====== Data for processing ======

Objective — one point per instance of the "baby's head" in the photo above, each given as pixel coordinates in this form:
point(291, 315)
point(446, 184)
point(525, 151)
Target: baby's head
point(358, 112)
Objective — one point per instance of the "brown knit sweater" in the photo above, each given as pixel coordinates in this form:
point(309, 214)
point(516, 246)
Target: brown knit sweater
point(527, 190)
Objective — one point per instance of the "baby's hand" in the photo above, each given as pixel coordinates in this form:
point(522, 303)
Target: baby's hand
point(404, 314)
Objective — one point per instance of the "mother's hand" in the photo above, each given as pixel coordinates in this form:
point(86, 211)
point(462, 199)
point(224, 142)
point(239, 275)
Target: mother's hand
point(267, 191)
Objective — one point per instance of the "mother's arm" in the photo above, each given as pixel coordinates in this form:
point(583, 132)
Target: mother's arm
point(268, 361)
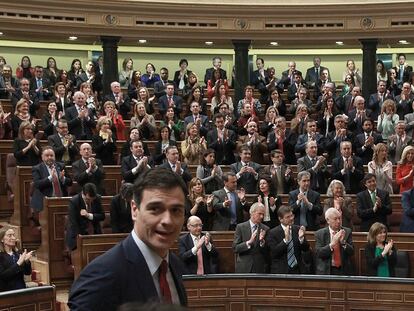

======

How many of the lines above contain the string "Target", matching case exactly? Reply with the number alone.

5